List each line of the items below that contains the string "window", copying every such line in full. Matching is case-sensitive.

• **Input rows**
******
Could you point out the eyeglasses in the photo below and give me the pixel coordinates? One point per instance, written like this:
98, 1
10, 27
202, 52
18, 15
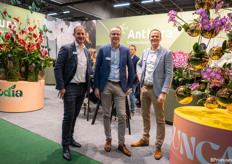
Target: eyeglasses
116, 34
******
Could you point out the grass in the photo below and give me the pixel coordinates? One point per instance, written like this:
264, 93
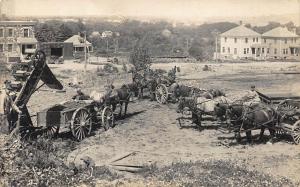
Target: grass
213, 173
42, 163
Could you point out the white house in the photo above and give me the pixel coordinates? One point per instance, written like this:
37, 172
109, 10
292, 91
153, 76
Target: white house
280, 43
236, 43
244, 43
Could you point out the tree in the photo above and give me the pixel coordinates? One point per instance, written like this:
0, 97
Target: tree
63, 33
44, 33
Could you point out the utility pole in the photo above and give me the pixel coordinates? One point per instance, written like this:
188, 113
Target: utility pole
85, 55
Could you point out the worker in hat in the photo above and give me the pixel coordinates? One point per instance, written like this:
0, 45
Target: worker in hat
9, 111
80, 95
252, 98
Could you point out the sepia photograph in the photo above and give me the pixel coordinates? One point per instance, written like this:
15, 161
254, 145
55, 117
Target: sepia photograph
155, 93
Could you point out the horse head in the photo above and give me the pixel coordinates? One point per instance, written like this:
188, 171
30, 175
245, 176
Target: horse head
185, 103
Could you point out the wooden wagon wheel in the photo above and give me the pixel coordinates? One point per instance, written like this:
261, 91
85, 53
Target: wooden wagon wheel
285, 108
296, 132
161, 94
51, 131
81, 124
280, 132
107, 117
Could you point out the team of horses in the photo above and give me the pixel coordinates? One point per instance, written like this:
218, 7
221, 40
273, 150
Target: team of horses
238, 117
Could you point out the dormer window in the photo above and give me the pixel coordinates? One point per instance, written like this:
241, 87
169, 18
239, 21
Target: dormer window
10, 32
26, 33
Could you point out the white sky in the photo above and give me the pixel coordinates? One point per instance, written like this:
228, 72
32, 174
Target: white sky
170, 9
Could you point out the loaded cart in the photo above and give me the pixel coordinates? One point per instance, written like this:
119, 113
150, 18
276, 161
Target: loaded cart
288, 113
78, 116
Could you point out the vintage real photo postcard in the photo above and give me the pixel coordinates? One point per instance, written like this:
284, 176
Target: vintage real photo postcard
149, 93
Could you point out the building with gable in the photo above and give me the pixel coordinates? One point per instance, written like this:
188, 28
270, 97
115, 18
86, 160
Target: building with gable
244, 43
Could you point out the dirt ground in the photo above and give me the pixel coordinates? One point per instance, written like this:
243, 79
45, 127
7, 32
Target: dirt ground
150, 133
******
• **Problem solution**
Could you point out the dormer window in the photo above and give me the pixel coordinates? One point per instance, written like this:
Target: dormer window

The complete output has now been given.